*MATERIALS PROVIDED*:
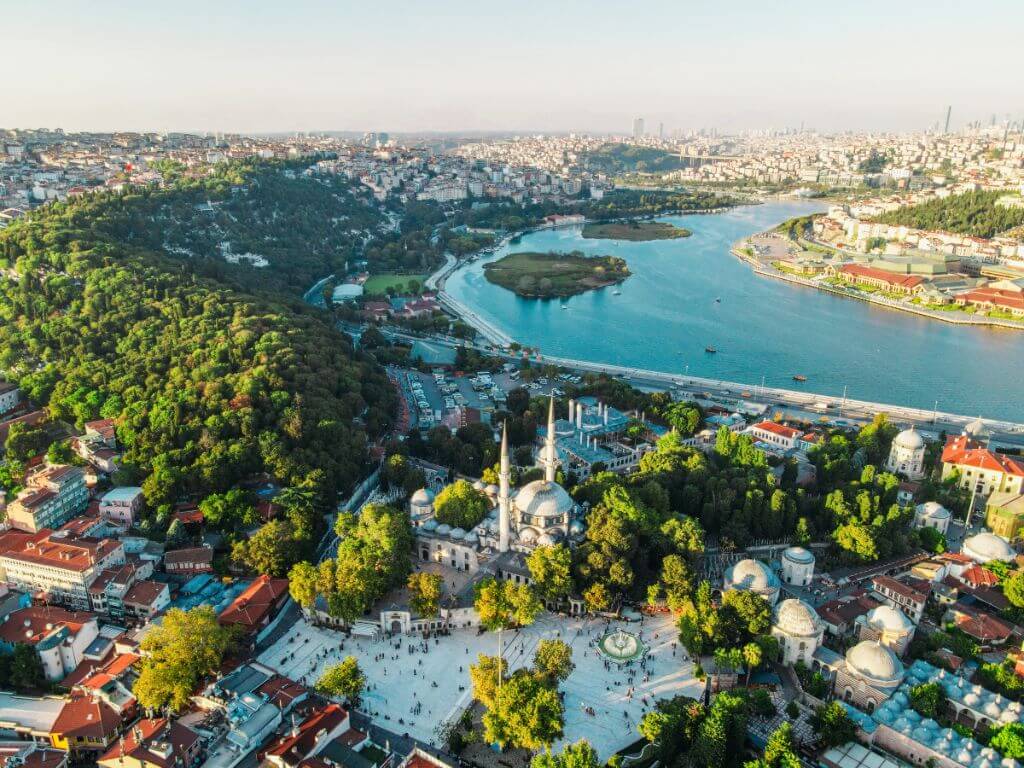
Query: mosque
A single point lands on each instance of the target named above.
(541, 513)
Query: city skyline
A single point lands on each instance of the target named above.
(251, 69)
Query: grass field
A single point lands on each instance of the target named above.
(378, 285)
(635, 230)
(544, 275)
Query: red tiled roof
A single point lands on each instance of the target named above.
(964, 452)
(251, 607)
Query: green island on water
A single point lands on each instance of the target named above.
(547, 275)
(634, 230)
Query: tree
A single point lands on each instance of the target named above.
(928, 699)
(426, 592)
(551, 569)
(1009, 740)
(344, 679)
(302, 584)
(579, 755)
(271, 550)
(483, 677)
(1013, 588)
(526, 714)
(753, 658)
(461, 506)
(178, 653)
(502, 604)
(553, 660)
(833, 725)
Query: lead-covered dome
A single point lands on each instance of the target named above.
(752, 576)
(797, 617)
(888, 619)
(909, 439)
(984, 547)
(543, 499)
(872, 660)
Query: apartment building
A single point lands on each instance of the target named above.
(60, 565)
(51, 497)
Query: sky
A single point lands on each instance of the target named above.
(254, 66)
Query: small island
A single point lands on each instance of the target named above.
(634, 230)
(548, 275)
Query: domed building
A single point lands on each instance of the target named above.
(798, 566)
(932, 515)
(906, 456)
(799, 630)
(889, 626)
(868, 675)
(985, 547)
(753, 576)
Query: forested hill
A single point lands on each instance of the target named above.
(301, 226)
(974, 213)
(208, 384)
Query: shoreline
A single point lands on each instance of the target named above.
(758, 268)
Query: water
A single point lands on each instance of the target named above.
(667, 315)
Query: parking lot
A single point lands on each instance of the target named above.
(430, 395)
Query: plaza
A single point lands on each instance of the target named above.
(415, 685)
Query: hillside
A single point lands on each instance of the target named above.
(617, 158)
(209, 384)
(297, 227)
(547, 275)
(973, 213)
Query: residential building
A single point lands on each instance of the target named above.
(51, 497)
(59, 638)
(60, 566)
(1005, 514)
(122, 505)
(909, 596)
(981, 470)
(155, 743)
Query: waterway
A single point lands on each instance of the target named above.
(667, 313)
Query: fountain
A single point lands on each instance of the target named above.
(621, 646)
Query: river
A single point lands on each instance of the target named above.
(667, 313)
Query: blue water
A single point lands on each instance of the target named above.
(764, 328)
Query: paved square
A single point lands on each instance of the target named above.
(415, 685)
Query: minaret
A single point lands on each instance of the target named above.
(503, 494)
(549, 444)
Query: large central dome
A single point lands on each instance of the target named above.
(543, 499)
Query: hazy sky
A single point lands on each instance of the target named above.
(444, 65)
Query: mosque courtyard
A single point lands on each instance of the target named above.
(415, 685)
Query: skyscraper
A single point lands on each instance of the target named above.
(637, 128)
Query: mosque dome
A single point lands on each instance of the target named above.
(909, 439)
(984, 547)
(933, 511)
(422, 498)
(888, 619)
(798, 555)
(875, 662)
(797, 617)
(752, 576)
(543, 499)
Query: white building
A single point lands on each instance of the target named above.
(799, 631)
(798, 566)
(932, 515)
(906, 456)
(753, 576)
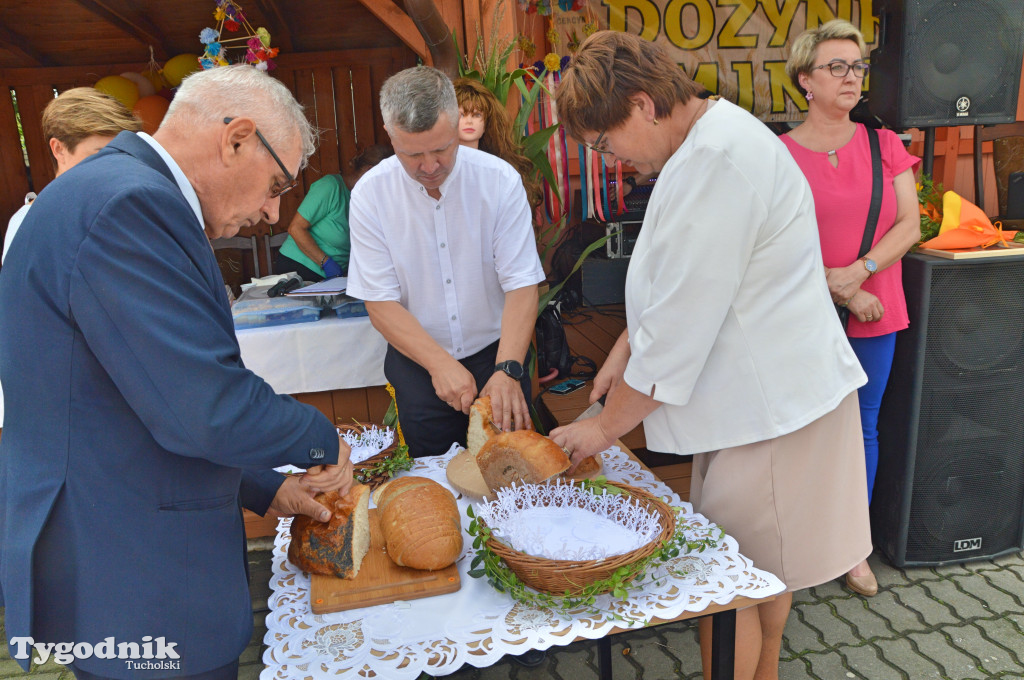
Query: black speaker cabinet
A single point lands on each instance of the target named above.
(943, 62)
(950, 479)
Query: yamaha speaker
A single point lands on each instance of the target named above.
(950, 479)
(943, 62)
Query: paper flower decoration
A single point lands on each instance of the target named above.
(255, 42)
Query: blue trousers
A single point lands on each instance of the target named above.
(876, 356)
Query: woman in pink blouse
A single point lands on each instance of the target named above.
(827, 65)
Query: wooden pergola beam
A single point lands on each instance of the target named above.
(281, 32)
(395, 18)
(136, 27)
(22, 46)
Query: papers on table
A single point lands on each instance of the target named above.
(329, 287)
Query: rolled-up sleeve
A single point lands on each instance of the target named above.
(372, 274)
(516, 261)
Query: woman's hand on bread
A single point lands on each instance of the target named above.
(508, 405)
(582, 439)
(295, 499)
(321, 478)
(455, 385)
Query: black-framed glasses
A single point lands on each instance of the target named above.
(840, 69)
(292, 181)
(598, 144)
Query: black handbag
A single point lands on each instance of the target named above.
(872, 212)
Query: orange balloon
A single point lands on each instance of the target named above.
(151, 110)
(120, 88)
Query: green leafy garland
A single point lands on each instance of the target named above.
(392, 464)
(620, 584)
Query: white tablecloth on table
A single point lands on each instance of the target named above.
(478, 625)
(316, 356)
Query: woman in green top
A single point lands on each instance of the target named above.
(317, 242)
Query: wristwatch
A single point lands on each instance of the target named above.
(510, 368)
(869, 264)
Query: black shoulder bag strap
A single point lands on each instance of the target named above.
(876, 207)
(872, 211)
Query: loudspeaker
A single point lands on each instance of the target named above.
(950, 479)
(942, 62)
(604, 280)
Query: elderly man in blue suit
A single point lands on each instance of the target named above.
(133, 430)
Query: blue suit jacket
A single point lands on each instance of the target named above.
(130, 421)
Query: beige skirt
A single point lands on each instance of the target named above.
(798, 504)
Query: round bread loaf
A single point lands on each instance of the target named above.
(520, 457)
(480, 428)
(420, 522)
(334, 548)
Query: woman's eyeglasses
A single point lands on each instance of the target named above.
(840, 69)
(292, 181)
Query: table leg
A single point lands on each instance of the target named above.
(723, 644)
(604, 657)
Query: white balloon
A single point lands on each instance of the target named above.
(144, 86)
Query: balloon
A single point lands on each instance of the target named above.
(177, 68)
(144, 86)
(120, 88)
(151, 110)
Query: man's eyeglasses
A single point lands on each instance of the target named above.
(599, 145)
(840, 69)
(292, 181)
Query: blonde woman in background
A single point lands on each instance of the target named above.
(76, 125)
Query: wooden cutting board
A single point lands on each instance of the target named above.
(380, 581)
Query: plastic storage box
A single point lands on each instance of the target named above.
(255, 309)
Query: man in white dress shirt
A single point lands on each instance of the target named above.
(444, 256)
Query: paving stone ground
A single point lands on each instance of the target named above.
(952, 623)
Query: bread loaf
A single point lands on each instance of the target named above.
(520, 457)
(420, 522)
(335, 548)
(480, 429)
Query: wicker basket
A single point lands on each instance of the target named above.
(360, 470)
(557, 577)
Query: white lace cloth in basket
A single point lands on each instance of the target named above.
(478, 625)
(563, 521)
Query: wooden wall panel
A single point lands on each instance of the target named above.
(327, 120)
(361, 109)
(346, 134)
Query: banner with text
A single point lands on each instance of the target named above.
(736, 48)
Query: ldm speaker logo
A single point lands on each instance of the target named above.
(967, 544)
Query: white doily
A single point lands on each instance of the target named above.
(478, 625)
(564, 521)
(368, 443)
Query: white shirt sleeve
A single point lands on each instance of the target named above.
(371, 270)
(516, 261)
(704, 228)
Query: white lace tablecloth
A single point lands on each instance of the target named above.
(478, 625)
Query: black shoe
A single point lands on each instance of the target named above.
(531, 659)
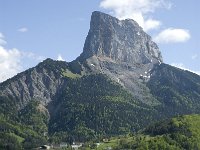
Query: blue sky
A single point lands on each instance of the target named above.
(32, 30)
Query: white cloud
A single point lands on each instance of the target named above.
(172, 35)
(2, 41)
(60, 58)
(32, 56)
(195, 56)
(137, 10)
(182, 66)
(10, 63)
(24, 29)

--

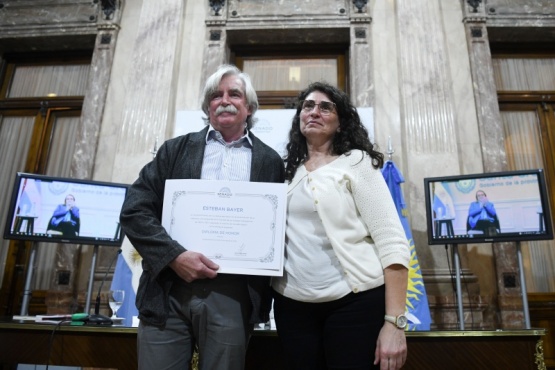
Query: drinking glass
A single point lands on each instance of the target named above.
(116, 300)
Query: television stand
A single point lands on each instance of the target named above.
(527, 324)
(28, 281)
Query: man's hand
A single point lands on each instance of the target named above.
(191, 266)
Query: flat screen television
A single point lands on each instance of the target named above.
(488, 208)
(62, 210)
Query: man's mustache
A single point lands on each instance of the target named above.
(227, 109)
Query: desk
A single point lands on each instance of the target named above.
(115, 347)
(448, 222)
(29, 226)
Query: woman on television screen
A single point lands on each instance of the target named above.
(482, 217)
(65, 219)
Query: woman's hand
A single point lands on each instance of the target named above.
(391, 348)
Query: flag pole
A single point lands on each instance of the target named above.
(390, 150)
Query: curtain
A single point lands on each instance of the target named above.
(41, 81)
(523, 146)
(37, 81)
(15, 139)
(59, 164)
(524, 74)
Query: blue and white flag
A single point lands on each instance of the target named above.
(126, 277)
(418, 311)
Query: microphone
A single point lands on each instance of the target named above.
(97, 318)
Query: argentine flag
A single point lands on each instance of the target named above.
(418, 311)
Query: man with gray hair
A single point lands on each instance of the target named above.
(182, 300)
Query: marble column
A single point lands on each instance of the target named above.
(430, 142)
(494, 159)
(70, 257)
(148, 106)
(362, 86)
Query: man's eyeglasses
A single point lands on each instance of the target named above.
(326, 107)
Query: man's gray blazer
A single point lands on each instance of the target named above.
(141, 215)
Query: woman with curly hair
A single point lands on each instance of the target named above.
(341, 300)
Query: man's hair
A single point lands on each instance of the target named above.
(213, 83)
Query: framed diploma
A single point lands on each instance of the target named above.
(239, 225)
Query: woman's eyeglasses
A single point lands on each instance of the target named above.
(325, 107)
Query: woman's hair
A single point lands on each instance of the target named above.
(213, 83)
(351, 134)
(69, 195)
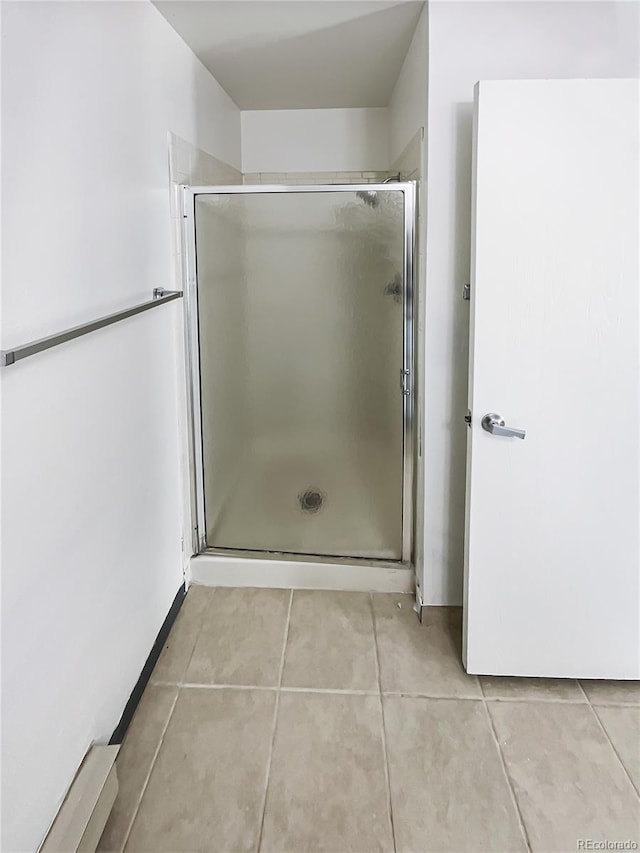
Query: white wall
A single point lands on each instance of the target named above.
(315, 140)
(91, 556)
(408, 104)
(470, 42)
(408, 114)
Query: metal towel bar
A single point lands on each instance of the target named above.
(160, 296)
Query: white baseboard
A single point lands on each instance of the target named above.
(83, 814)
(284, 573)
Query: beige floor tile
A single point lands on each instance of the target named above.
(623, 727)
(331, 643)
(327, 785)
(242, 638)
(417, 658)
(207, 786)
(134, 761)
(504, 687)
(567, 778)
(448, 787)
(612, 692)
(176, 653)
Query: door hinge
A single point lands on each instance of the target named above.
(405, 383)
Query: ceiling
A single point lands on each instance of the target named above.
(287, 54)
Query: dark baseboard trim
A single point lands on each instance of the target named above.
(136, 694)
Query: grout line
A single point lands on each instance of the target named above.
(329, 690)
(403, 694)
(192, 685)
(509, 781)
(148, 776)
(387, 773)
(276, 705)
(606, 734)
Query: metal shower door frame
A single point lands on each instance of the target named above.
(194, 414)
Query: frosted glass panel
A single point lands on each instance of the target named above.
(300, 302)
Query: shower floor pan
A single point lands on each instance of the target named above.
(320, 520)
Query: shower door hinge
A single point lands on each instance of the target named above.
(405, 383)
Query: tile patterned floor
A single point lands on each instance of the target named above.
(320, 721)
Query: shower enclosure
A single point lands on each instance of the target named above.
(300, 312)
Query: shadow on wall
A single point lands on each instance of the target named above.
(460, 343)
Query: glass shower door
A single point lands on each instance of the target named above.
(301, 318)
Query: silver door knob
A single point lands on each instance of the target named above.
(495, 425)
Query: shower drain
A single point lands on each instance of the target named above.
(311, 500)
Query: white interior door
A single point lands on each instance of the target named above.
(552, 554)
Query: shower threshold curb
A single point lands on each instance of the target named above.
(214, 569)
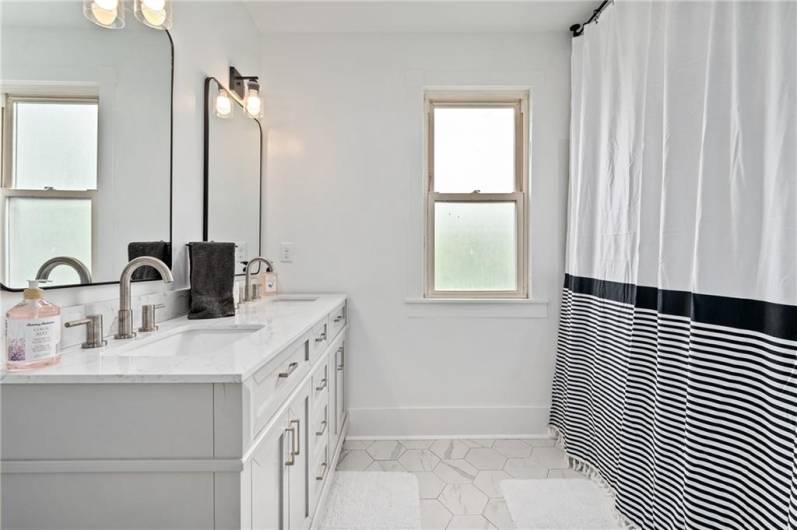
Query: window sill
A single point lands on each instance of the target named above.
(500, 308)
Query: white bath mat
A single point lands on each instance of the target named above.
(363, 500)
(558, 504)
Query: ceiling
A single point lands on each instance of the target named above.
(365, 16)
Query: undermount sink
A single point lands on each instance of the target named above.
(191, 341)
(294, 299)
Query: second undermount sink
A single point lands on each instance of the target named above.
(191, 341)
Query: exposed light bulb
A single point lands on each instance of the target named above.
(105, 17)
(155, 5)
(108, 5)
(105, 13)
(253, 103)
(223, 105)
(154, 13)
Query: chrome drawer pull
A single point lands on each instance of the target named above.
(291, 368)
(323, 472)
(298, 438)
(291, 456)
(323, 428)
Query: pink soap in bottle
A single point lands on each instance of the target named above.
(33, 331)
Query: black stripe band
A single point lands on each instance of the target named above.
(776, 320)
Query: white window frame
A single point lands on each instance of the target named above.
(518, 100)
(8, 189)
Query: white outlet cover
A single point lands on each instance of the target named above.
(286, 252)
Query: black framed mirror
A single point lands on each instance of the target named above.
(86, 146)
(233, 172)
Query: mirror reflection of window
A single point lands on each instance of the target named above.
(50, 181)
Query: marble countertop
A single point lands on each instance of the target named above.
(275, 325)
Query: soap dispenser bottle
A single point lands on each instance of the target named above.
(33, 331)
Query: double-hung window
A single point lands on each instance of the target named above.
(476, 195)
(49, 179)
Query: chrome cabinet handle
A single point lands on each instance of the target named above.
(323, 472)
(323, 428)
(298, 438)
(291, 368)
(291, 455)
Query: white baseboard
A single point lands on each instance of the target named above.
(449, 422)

*DESCRIPTION OF THE TASK*:
All that is wanted is the stretch of lines above from the one containing "Query: apartment building" through the one containing "Query: shoreline", duplicated exactly.

*ANSWER BELOW*:
Query: apartment building
A single point lands on each instance of the target named above.
(60, 565)
(51, 497)
Query: sky
A single point lands on each instance of the target named above.
(254, 66)
Query: small island
A single point lands on each instance of the target named above.
(634, 230)
(548, 275)
Query: domed building
A single point lands on each instance of the target named above.
(798, 566)
(932, 515)
(906, 456)
(799, 630)
(889, 626)
(868, 675)
(985, 547)
(753, 576)
Query: forested hill
A single point lands on each instance of the target named above.
(301, 226)
(974, 213)
(208, 384)
Query: shoreline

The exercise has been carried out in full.